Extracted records
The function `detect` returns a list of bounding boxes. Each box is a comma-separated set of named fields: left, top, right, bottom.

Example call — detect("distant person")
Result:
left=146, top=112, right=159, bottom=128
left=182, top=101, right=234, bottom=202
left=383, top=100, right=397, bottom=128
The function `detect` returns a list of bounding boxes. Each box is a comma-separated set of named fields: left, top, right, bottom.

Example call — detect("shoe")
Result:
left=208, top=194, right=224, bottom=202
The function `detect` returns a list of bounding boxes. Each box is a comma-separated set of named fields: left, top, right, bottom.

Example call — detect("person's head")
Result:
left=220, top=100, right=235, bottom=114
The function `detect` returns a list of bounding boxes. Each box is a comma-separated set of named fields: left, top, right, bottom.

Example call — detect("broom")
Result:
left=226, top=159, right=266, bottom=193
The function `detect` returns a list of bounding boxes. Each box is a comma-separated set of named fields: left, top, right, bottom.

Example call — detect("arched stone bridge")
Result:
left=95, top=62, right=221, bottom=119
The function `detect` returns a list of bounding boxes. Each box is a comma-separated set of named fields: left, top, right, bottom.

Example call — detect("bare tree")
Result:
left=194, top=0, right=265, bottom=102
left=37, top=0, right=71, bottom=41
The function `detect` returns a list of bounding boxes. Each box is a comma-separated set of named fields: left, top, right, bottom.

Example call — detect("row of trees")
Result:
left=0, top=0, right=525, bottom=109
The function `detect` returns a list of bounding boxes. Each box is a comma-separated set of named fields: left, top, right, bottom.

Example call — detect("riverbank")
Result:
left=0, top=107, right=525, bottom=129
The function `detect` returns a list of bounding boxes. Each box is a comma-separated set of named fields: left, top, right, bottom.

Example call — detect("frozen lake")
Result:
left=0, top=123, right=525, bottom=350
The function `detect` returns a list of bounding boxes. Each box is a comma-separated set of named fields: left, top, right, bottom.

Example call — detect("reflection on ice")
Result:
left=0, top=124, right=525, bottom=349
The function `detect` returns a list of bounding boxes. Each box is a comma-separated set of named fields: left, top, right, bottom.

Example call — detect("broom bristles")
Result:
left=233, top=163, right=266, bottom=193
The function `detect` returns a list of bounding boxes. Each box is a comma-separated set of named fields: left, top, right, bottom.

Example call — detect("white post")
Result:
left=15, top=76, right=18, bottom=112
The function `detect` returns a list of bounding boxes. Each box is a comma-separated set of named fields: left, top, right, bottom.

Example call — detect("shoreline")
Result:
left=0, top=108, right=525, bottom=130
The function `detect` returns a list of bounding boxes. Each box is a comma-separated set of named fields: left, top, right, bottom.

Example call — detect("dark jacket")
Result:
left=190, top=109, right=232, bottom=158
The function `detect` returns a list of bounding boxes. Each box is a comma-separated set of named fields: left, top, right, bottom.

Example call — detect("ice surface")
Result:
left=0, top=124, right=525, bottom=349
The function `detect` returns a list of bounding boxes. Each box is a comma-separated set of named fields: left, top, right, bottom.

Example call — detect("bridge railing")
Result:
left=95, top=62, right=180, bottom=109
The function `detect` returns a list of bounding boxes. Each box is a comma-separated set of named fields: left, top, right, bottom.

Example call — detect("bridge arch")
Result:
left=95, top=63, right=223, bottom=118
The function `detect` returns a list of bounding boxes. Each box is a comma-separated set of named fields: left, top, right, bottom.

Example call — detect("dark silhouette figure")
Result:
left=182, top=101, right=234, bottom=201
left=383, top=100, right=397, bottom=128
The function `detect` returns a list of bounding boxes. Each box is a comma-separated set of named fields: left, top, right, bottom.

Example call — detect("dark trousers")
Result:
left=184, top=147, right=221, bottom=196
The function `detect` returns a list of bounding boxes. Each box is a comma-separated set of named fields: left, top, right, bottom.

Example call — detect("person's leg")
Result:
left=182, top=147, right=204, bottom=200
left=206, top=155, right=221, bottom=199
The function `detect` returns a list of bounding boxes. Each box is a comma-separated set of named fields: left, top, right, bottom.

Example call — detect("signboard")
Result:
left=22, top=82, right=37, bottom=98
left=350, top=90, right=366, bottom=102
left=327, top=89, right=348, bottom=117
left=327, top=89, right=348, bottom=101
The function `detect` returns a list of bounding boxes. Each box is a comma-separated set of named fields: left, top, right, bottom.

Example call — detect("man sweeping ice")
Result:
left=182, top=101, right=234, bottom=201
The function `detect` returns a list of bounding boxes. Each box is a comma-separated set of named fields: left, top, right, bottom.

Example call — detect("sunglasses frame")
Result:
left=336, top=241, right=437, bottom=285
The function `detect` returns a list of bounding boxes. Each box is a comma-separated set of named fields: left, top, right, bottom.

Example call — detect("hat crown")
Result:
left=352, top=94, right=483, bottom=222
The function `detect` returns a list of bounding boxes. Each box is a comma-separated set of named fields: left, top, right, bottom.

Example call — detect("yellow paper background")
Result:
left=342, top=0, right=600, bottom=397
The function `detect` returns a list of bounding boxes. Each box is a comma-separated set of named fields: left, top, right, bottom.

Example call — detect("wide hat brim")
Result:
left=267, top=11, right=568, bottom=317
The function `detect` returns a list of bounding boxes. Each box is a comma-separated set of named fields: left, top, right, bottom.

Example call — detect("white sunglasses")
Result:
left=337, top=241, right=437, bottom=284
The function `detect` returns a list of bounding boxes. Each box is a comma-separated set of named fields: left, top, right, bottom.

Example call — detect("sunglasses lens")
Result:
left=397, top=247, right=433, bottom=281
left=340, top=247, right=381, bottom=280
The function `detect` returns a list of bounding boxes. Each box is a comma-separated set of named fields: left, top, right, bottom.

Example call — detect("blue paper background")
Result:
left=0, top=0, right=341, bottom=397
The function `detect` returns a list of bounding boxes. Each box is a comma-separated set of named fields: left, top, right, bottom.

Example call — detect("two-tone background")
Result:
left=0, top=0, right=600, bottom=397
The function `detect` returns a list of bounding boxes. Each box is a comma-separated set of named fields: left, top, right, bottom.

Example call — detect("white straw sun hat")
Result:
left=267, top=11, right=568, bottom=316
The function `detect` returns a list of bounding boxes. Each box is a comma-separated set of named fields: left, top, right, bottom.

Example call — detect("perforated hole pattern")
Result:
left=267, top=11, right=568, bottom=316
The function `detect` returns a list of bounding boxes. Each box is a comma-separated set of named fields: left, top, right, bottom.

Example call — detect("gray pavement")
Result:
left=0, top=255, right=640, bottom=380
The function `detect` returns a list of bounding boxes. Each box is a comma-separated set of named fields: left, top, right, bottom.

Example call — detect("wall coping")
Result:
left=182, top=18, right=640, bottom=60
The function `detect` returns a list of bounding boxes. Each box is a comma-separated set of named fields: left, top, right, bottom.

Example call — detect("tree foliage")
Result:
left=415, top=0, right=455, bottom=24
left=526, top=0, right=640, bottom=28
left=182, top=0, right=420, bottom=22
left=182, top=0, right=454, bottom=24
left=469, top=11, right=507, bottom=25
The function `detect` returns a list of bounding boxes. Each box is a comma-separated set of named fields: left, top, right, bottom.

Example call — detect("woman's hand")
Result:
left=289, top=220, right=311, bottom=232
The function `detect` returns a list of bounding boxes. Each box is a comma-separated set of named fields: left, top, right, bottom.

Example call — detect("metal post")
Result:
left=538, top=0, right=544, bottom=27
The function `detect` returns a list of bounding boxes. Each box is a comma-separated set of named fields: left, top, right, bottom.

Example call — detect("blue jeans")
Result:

* _Problem requirements_: Arrange every line of the listing above as a numbered list, omitting the blank lines.

* _Problem solution_:
1. The function `detect` returns a list of bounding boxes. Each box is a comma-separated set of named fields: left, top, right, bottom.
2. Example call — detect("distant person")
3. Result:
4. left=146, top=112, right=159, bottom=128
5. left=182, top=101, right=234, bottom=202
6. left=383, top=100, right=397, bottom=128
7. The function `detect` returns a list of bounding boxes. Each box is a comma-separated set of named fields: left, top, right, bottom.
8. Example call — detect("shoe")
9. Result:
10. left=208, top=194, right=224, bottom=202
11. The function `detect` returns a list of bounding boxes. Each box is a comma-separated set of named fields: left, top, right, bottom.
12. Example call — detect("person's head")
13. Result:
14. left=220, top=100, right=235, bottom=114
15. The function `detect` returns a list of bounding boxes. Each box is a comma-separated set of named fields: left, top, right, bottom.
16. Example call — detect("broom")
17. Result:
18. left=226, top=159, right=266, bottom=193
19. The function `detect` returns a list of bounding boxes. Each box is a comma-separated set of named fields: left, top, right, bottom.
20. Example call — detect("arched stone bridge")
21. Result:
22. left=95, top=62, right=221, bottom=119
23. The function `detect` returns a list of bounding boxes. Each box is a comma-separated set of named fields: left, top, right, bottom.
24. Example call — detect("bare tree")
25. Result:
26. left=194, top=0, right=265, bottom=102
27. left=37, top=0, right=71, bottom=41
28. The function `detect` returns a list of bounding boxes. Each box is a comma-separated set of named fields: left, top, right, bottom.
29. Example call — detect("row of trees")
30. Result:
31. left=0, top=0, right=525, bottom=109
32. The function `detect` returns a list of bounding boxes. Each box is a comma-separated set of named fields: left, top, right, bottom.
33. Example call — detect("riverbank")
34. Result:
35. left=0, top=107, right=525, bottom=129
36. The function `detect` returns a list of bounding boxes. Each box is a comma-separated set of named fields: left, top, right, bottom.
37. Example call — detect("frozen lake")
38. Result:
39. left=0, top=123, right=525, bottom=350
40. The function `detect` returns a list of bounding boxes. Each box is a comma-separated set of named fields: left, top, right, bottom.
41. Example call — detect("reflection on ice")
42. Result:
43. left=0, top=124, right=525, bottom=349
44. The function `detect` returns a list of bounding boxes. Each box is a comma-separated set of named fields: left, top, right, bottom.
45. Example call — detect("broom bristles")
46. Result:
47. left=233, top=163, right=266, bottom=193
48. The function `detect` returns a list of bounding boxes. Each box is a comma-separated set of named fields: left, top, right, bottom.
49. Example call — detect("white post")
50. Result:
51. left=15, top=76, right=18, bottom=112
52. The function `detect` returns a list of bounding boxes. Each box is a comma-separated set of named fields: left, top, right, bottom.
53. Example call — detect("shoreline")
54. Result:
55. left=0, top=108, right=525, bottom=130
56. The function `detect` returns a list of bounding boxes. Each box is a comma-separated set of named fields: left, top, right, bottom.
57. Example call — detect("dark jacket")
58. Result:
59. left=190, top=109, right=232, bottom=158
60. The function `detect` returns a list of bounding boxes. Each box is a comma-separated set of named fields: left, top, right, bottom.
61. Example call — detect("ice surface")
62. Result:
63. left=0, top=124, right=525, bottom=349
64. The function `detect` returns a list of bounding boxes. Each box is a comma-separated set of named fields: left, top, right, bottom.
65. Example call — detect("bridge railing")
66. Result:
67. left=95, top=62, right=180, bottom=109
68. The function `detect` returns a list of bounding boxes. Each box is a comma-separated set of named fields: left, top, right, bottom.
69. Example call — detect("bridge arch")
70. Result:
71. left=95, top=63, right=223, bottom=118
72. The function `detect` returns a list of bounding boxes. Each box is a comma-separated set of named fields: left, top, right, bottom.
73. Example call — detect("dark silhouette figure")
74. Result:
75. left=182, top=101, right=234, bottom=201
76. left=383, top=100, right=397, bottom=128
77. The function `detect` returns a list of bounding boxes. Each box is a comma-separated set of named fields: left, top, right, bottom.
78. Example call — detect("dark trousers")
79. Result:
80. left=184, top=147, right=221, bottom=196
81. The function `detect` returns a list of bounding boxes. Each box is a comma-separated set of named fields: left, top, right, bottom.
82. Example call — detect("person's leg")
83. Result:
84. left=182, top=147, right=204, bottom=200
85. left=206, top=155, right=221, bottom=199
86. The function `detect` returns a list of bounding boxes. Each box is a comma-separated set of named fields: left, top, right, bottom.
87. Example call — detect("signboard")
88. Result:
89. left=22, top=82, right=37, bottom=98
90. left=350, top=90, right=366, bottom=102
91. left=327, top=89, right=348, bottom=117
92. left=327, top=89, right=348, bottom=101
93. The function `detect` returns a list of bounding boxes. Each box is a comma-separated set of named fields: left, top, right, bottom.
94. Example call — detect("man sweeping ice")
95. Result:
96. left=182, top=101, right=234, bottom=201
97. The function `detect` returns a list of bounding boxes. Each box is a comma-separated set of named fields: left, top, right, bottom.
98. Example call — detect("sunglasses frame")
99. Result:
100. left=336, top=241, right=437, bottom=285
101. The function `detect` returns a list of bounding boxes. Each box is a comma-separated set of named fields: left, top, right, bottom.
102. Example call — detect("hat crown")
103. Result:
104. left=352, top=94, right=483, bottom=222
105. The function `detect` returns a list of bounding boxes. Each box is a comma-separated set of named fields: left, top, right, bottom.
106. Example call — detect("yellow paper background")
107. Result:
108. left=342, top=0, right=600, bottom=397
109. The function `detect` returns a list of bounding boxes. Each box is a comma-separated set of named fields: left, top, right, bottom.
110. Example call — detect("wide hat brim")
111. Result:
112. left=267, top=11, right=568, bottom=317
113. The function `detect` returns a list of bounding boxes. Each box is a comma-separated set of named fields: left, top, right, bottom.
114. Example call — detect("white sunglasses")
115. Result:
116. left=337, top=241, right=437, bottom=284
117. The function `detect` returns a list of bounding boxes. Each box is a comma-separated set of named fields: left, top, right, bottom.
118. Example call — detect("sunglasses lens")
119. Result:
120. left=397, top=247, right=433, bottom=281
121. left=340, top=247, right=381, bottom=280
122. The function `detect` returns a list of bounding boxes. Each box is a comma-separated set of named fields: left, top, right, bottom.
123. Example call — detect("blue paper background")
124. Result:
125. left=0, top=0, right=341, bottom=397
126. The function `detect` returns a list of bounding boxes. Each box is a comma-separated set of named fields: left, top, right, bottom.
127. Example call — detect("two-tone background")
128. Result:
129. left=0, top=0, right=600, bottom=397
130. The function `detect` returns a list of bounding boxes. Each box is a comma-separated set of named fields: left, top, right, bottom.
131. Example call — detect("white straw sun hat")
132. Result:
133. left=267, top=11, right=568, bottom=316
134. The function `detect` returns a list of bounding boxes. Each box is a comma-separated set of named fields: left, top, right, bottom.
135. Example call — detect("perforated hole pattern")
136. Result:
137. left=267, top=11, right=568, bottom=316
138. The function `detect` returns a list of bounding boxes. Each box is a comma-separated set of named fields: left, top, right, bottom.
139. Example call — detect("gray pavement")
140. Result:
141. left=0, top=255, right=640, bottom=380
142. The function `detect` returns a list of bounding boxes. Each box is a comma-separated set of named fields: left, top, right, bottom.
143. Example call — detect("wall coping")
144. Result:
145. left=182, top=18, right=640, bottom=60
146. The function `detect` returns a list of bounding boxes. Each box is a comma-separated set of named fields: left, top, right, bottom.
147. Example call — detect("tree foliage")
148. Result:
149. left=415, top=0, right=455, bottom=24
150. left=526, top=0, right=640, bottom=28
151. left=182, top=0, right=420, bottom=22
152. left=182, top=0, right=454, bottom=24
153. left=469, top=11, right=507, bottom=25
154. The function `detect` returns a list of bounding boxes. Each box is a comma-separated set of named fields: left, top, right, bottom.
155. Example call — detect("woman's hand")
156. Result:
157. left=289, top=220, right=311, bottom=232
158. The function `detect` returns a list of bounding boxes. Each box is a comma-separated set of named fields: left, top, right, bottom.
159. Example call — detect("metal post")
160. Result:
161. left=538, top=0, right=544, bottom=27
162. The function `detect` returns a list of bounding boxes. Each box is a comma-separated set of named fields: left, top, right, bottom.
163. Example call — detect("blue jeans")
164. Result:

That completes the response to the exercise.